RECORDS FOR THE EXERCISE Block Start

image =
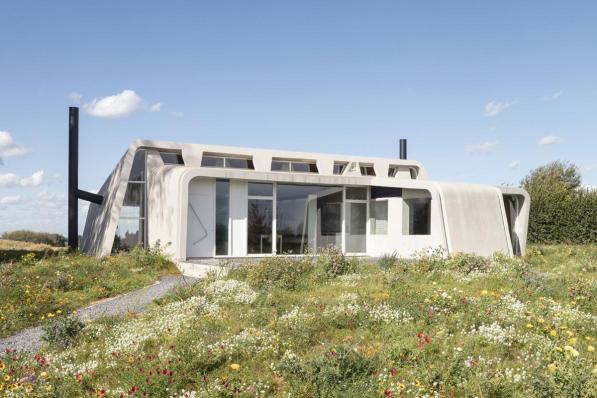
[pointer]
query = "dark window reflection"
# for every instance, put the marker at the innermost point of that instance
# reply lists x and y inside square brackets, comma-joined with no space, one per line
[307,217]
[138,167]
[222,216]
[259,220]
[419,216]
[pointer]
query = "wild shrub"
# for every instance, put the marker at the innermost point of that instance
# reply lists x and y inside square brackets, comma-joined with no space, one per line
[281,272]
[387,261]
[62,331]
[338,372]
[468,263]
[333,262]
[561,210]
[55,240]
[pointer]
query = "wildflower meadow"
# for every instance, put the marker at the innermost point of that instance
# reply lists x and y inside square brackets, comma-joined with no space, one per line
[332,326]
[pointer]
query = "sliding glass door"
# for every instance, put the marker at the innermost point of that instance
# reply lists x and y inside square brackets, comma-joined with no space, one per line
[260,218]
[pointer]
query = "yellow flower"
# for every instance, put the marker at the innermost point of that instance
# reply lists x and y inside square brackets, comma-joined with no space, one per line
[234,366]
[570,350]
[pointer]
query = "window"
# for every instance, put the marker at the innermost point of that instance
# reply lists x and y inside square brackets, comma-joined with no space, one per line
[130,230]
[356,193]
[307,216]
[367,169]
[378,214]
[356,219]
[222,216]
[260,218]
[385,192]
[339,167]
[298,166]
[225,161]
[417,216]
[171,158]
[378,208]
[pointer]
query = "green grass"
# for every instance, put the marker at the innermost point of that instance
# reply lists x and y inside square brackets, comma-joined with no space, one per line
[12,250]
[337,327]
[33,290]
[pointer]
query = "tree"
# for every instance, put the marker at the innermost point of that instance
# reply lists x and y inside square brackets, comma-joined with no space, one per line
[561,211]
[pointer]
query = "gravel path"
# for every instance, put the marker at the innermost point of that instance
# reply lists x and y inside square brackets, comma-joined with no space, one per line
[135,301]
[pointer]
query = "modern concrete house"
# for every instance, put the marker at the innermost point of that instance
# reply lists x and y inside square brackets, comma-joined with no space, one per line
[207,201]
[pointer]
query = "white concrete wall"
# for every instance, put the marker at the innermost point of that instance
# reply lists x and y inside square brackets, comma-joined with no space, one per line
[238,217]
[464,217]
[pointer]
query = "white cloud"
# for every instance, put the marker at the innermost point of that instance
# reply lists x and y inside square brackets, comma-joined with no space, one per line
[155,107]
[8,148]
[483,147]
[548,140]
[10,180]
[552,97]
[493,108]
[119,105]
[34,180]
[10,200]
[75,98]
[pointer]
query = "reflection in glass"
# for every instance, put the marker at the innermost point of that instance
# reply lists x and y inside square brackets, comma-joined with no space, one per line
[138,167]
[134,201]
[307,217]
[171,158]
[378,214]
[261,189]
[356,193]
[259,234]
[222,216]
[128,234]
[212,161]
[356,228]
[418,215]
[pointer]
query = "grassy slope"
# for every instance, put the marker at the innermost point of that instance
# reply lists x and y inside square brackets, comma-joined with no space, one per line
[433,327]
[32,290]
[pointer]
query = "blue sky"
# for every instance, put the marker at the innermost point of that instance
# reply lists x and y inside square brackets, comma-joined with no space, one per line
[484,91]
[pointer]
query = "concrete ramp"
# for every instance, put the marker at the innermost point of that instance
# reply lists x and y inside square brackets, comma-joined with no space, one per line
[474,218]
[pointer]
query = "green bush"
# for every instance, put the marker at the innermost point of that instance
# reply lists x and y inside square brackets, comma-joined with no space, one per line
[55,240]
[387,261]
[333,262]
[282,272]
[561,211]
[62,331]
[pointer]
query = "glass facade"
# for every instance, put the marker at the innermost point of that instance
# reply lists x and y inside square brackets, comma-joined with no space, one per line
[417,216]
[259,223]
[307,217]
[229,162]
[222,216]
[130,231]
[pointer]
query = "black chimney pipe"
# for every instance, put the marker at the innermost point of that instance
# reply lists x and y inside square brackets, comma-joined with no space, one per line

RECORDS FOR THE EXERCISE Block End

Print each entry above verbatim, pictures left out.

**WRITTEN RESPONSE:**
image =
[pointer]
query = "dark window reflection"
# for every instance, put the marker at the innermost point of that instance
# reply lists x and y inside square brackets, comma-joined with no space, one per line
[307,217]
[138,167]
[222,216]
[259,220]
[419,216]
[pointer]
query = "wild shrub"
# for every instance, put the marker at the innermost point of that instance
# reply lists x and y inside square brackets, comma-joined with no space, one per line
[281,272]
[387,261]
[62,331]
[338,372]
[468,263]
[333,262]
[561,210]
[55,240]
[pointer]
query = "wildflower meadow"
# for every instance, put the marker at the innermost point of that instance
# reply lists x and y inside square brackets, comma-joined with no space, one per line
[332,326]
[pointer]
query = "sliding glass door"
# for every instance, put the marker at the innermost point of that instance
# reply lists x and y inside square brackets, comma-joined with no space, one per line
[260,218]
[pointer]
query = "yellow flower"
# for every instance, put the marker at the innermost point of that instance
# reply lists x and y inside square brackets, comma-joined with no space, one per line
[234,366]
[570,350]
[pointer]
query = "window"
# for every instance, put the marker at the innermost point of that instance
# reply lists x and y inside square brackets, comma-joined with no space, one per line
[130,230]
[356,193]
[307,216]
[367,169]
[378,214]
[356,219]
[222,216]
[260,218]
[385,192]
[339,167]
[298,166]
[225,161]
[417,216]
[171,158]
[378,208]
[pointer]
query = "green grass"
# for every instance, put the marker at the innermost point of that instance
# reply lists x and y inside square brackets, comma-joined with no space, one per line
[12,250]
[337,327]
[33,290]
[pointer]
query = "tree"
# for every instance, put the marker at the innermost point of that instance
# reply lists x and y inside square brackets, comma-joined with no space, one per line
[561,211]
[pointer]
query = "gravel path"
# for every instance, put the marker at the innermost point of that instance
# reply lists x and y inside square brackets, comma-joined with no space, one per line
[135,301]
[pointer]
query = "modern concrete house"
# for every instance, put the marker at the innermost point of that instance
# reply lists x and y inside square brackets, comma-joined with no space, one per line
[207,201]
[pointer]
query = "white concrete wall"
# for every instance, put the marker at the innermost point of that instance
# reply lists x and y inside square brackets, comma-joined with no space, one per line
[238,217]
[464,217]
[pointer]
query = "white cloud"
# for every instance, put the marker at the innermost point of that instance
# reply lists x and y inside square brackets, comma-joined with no space, one per line
[155,107]
[8,148]
[483,147]
[548,140]
[10,180]
[552,97]
[493,108]
[119,105]
[34,180]
[10,200]
[75,98]
[pointer]
query = "reflection in glass"
# for every instance, put the marker at the innermost point of that instance
# reply lists x and y inside square brackets, comma-joined with no space, one per line
[138,167]
[134,201]
[307,217]
[171,158]
[378,214]
[261,189]
[356,193]
[259,234]
[222,216]
[128,234]
[212,161]
[356,228]
[418,215]
[pointer]
query = "grassy slope"
# for every instance, put the marker at the innermost point of that instance
# reply lists x and y inside square brackets, comma-joined with no space, one per line
[433,327]
[32,290]
[pointer]
query = "blue sky"
# for every instance, put the marker at the innermost point of that instance
# reply lists x and y inside square brackets, comma-joined with no space, one per line
[484,91]
[pointer]
query = "concrete ramp"
# for every instance, put the marker at the innermost point of that instance
# reply lists x and y inside square brackets, comma-joined with no space, one per line
[474,218]
[pointer]
query = "green bush"
# for every instance, put the marker at the innermost point of that instance
# reply lists x and y inside square brackets, comma-joined with no space, one per line
[55,240]
[387,261]
[333,262]
[282,272]
[561,211]
[62,331]
[pointer]
query = "glass facade"
# for every instance, put the marker at the innermost point of that instance
# reply lists x and y inside square brackets, comma-joined with no space, one per line
[417,216]
[259,223]
[307,217]
[229,162]
[222,216]
[130,231]
[pointer]
query = "black chimney pipe"
# for every instance, put the marker at the innermost point of that instance
# reply lists x and y inside square brackets, comma-joined with no space, one per line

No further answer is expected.